**EXTRACTED MATERIAL:**
** START **

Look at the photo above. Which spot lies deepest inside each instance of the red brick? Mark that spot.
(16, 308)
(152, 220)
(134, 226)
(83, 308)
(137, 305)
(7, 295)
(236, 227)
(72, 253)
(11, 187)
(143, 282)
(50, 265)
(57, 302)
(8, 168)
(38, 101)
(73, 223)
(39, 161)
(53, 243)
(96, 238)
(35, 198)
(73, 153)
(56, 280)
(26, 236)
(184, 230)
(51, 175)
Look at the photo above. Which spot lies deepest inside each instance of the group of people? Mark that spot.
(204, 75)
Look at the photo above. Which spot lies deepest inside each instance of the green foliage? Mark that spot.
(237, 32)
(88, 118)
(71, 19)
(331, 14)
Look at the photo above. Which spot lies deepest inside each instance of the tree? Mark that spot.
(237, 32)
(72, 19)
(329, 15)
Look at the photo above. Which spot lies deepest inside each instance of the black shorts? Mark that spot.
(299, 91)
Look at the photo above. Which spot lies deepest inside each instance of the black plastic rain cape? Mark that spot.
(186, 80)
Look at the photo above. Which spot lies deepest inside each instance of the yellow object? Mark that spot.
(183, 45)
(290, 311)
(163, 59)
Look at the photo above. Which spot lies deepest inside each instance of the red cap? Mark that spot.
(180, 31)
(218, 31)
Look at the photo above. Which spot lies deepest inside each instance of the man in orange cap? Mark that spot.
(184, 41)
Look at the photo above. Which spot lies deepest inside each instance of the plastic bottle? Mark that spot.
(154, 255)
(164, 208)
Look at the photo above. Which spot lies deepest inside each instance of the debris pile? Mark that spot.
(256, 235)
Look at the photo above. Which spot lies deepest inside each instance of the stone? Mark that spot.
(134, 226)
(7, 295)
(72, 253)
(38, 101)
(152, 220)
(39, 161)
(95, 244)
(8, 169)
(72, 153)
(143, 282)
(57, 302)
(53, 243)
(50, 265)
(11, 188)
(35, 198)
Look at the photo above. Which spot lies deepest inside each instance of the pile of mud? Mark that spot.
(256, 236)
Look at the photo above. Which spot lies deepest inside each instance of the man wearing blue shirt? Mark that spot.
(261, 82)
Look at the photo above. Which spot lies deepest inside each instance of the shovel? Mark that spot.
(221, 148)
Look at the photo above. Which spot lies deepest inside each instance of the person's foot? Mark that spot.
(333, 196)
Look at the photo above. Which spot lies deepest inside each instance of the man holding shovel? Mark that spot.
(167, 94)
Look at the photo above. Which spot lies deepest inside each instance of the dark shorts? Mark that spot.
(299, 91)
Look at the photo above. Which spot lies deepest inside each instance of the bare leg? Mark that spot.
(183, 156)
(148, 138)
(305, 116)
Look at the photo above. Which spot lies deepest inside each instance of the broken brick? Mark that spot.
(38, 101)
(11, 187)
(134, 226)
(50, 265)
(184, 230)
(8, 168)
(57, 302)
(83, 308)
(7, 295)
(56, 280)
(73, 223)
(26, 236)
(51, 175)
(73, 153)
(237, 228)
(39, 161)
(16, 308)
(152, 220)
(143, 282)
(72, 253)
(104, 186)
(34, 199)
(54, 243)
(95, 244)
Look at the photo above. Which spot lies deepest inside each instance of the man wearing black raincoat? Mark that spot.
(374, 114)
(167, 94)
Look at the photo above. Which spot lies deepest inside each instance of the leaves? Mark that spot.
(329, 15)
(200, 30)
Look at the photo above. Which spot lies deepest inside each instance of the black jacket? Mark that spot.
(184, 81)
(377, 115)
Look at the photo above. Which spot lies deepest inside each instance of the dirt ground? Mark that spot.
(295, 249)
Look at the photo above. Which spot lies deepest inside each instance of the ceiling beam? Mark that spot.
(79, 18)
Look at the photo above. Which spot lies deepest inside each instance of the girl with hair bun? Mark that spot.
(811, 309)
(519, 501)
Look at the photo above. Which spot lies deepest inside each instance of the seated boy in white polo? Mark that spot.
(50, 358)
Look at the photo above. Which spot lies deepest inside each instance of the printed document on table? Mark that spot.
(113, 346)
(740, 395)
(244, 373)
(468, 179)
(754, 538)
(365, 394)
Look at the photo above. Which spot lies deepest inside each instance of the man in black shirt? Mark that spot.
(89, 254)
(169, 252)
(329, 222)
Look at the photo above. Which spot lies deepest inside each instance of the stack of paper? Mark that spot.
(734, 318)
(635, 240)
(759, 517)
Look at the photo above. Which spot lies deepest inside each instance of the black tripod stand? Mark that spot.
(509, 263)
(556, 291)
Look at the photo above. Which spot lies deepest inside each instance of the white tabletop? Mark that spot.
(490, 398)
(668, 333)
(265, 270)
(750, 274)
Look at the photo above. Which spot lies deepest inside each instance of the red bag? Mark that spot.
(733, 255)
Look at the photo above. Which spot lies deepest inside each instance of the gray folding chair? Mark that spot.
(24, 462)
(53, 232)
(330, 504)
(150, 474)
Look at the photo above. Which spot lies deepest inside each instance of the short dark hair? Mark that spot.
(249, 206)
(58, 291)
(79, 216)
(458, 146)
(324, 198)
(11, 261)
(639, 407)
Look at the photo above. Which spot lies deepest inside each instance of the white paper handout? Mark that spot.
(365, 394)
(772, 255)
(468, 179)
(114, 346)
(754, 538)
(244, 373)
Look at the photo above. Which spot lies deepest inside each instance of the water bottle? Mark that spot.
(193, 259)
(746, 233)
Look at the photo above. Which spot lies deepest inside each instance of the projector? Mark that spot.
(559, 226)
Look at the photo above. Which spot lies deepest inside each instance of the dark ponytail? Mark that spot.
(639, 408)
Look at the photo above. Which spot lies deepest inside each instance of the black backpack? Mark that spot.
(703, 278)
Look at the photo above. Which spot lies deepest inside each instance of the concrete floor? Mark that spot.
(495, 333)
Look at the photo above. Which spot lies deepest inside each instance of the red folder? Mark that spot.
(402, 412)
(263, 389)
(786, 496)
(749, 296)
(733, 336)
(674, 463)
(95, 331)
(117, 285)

** END **

**THE REQUEST:**
Copy out all of the material above word for word, keeping every line in its original order.

**EXERCISE SOLUTION:**
Look at the photo above. Which spot lies deepest inside each instance of the red brick? Mark that spot.
(16, 308)
(152, 220)
(134, 226)
(83, 308)
(137, 305)
(7, 295)
(236, 227)
(72, 253)
(11, 187)
(143, 282)
(50, 265)
(57, 302)
(8, 168)
(38, 101)
(73, 223)
(39, 161)
(53, 243)
(96, 238)
(35, 198)
(73, 153)
(56, 280)
(26, 236)
(184, 230)
(51, 175)
Look at the photo above. Which spot lies deepest inside each instance of the group of people? Mark that spot.
(204, 75)
Look at the photo above. Which spot lies deepest inside each instance of the green foliage? Mark that spot.
(237, 32)
(88, 118)
(71, 19)
(331, 14)
Look at the photo above. Which spot lies deepest inside each instance of the tree? Mark that spot.
(237, 32)
(72, 19)
(329, 15)
Look at the photo above. Which spot lies deepest inside each instance of the black shorts? Mark that spot.
(299, 91)
Look at the photo above. Which spot lies deepest inside each instance of the black plastic rain cape? Mark that spot.
(186, 80)
Look at the photo above. Which spot lies deepest inside each instance of the yellow object? Mark that spot.
(183, 45)
(290, 311)
(163, 59)
Look at the photo above. Which spot lies deepest inside each instance of the red cap? Mark that spot.
(180, 31)
(218, 31)
Look at the photo above. Which spot lies deepest inside each instance of the man in orange cap? Mark that spot.
(184, 41)
Look at the photo above. Which spot lies deepest inside each instance of the plastic bottle? Mark that spot.
(154, 255)
(164, 208)
Look at the photo above. Which spot lies deepest inside each instance of the debris pile? Mark that spot.
(256, 235)
Look at the photo above. Which spot lies deepest inside each instance of the stone? Mark that spot.
(134, 226)
(7, 295)
(72, 253)
(38, 101)
(152, 220)
(39, 161)
(95, 244)
(8, 169)
(72, 153)
(143, 282)
(57, 302)
(53, 243)
(50, 265)
(11, 188)
(35, 198)
Look at the photo above. Which spot lies deepest inside each instance of the pile of mud? Mark that spot.
(256, 236)
Look at the photo above. Which spot lies deepest inside each instance of the man wearing blue shirt? Mark that spot.
(261, 82)
Look at the photo above. Which spot lies deepest inside each instance of the shovel? Mark that spot.
(221, 148)
Look at the photo above. Which spot lies deepest inside each instance of the person's foot? Mark that spot.
(333, 196)
Look at the photo above. Which spot lies deepest inside each instance of the man holding shovel? Mark that spot.
(167, 94)
Look at the photo above. Which spot lies deepest inside each instance of the dark shorts? Mark that spot.
(299, 91)
Look at the photo above. Which spot lies deepest inside each instance of the bare leg? Mark that spot.
(183, 156)
(148, 138)
(305, 116)
Look at the photo above. Which spot lies deepest inside each instance of the broken brick? Mark that spot.
(38, 101)
(11, 187)
(134, 226)
(50, 265)
(184, 230)
(8, 168)
(57, 302)
(83, 308)
(7, 295)
(56, 280)
(73, 223)
(26, 236)
(51, 175)
(73, 153)
(237, 228)
(39, 161)
(16, 308)
(152, 220)
(143, 282)
(72, 253)
(104, 186)
(34, 199)
(54, 243)
(95, 244)
Look at the photo above. Which spot lies deepest inside each instance of the man wearing black raincoat? Mark that spot.
(374, 114)
(167, 94)
Look at the photo above. Which spot lies deepest inside each instance of the leaves? Mark that spot.
(329, 15)
(200, 30)
Look at the photo above. Which spot lies deepest inside each instance of the black jacket? Mark that spot.
(184, 81)
(377, 115)
Look at the photo above. Which spot lies deepest inside each instance of the dirt ground? Mark that spot.
(295, 249)
Look at the photo above. Which spot lies deepest inside each instance of the ceiling beam? Mark that spot.
(79, 18)
Look at the photo above. Which spot lies deepest inside each instance of the girl with hair bun? Mark that spot.
(811, 309)
(519, 501)
Look at the photo above. Which spot lies deepest inside each instance of the seated boy in white polo? Mark that spot.
(50, 358)
Look at the photo above. Which spot lies deepest inside each instance of the printed document on table? Mark that spot.
(113, 346)
(740, 395)
(244, 373)
(468, 179)
(754, 538)
(365, 394)
Look at the photo above. Which spot lies deepest inside each instance of the man in black shirt? Mark that spot.
(89, 254)
(169, 252)
(329, 222)
Look at the photo above. Which spot lies deepest inside each instance of the stack of paper? Mark that spot.
(734, 318)
(635, 240)
(759, 517)
Look at the photo above. Which spot lies deepest inside each instance of the black tripod stand? Mark that spot.
(509, 263)
(556, 291)
Look at the photo above. Which spot lies deepest inside each instance of the white tabletop? Mark that spot.
(490, 398)
(668, 333)
(265, 270)
(750, 274)
Look at the photo above. Which spot lies deepest inside each instance of the red bag? Mark that spot.
(733, 255)
Look at the photo above. Which spot lies deepest inside each instance of the gray folding chair? Mark that spot.
(24, 462)
(53, 232)
(330, 504)
(150, 474)
Look at the photo above. Which spot lies deepest inside each instance of the short dark hair? Mark that spot.
(249, 206)
(58, 291)
(79, 216)
(458, 146)
(324, 198)
(11, 261)
(639, 407)
Look at the photo above. Which spot lies deepest inside each instance of the white paper handout? Mark that spot.
(365, 394)
(772, 255)
(468, 179)
(114, 346)
(754, 538)
(244, 373)
Look at the photo above. Which spot lies deepest inside each instance of the water bottle? Mark that spot.
(193, 259)
(746, 233)
Look at the photo above. Which spot lies deepest inside each instance of the projector? Mark that spot.
(559, 226)
Look at the photo above. Which spot lies deepest inside each instance of the dark ponytail? Mark that spot.
(639, 408)
Look at the photo above. Which spot lies deepest inside each instance of the black backpack? Mark that spot.
(703, 278)
Look at the photo above. Which spot lies deepest inside each instance of the concrete floor? Mark that spot.
(495, 333)
Look at the photo above. Which spot lies deepest inside each instance of the red folder? Mark that spot.
(402, 412)
(263, 389)
(786, 496)
(749, 296)
(733, 336)
(674, 463)
(95, 331)
(117, 285)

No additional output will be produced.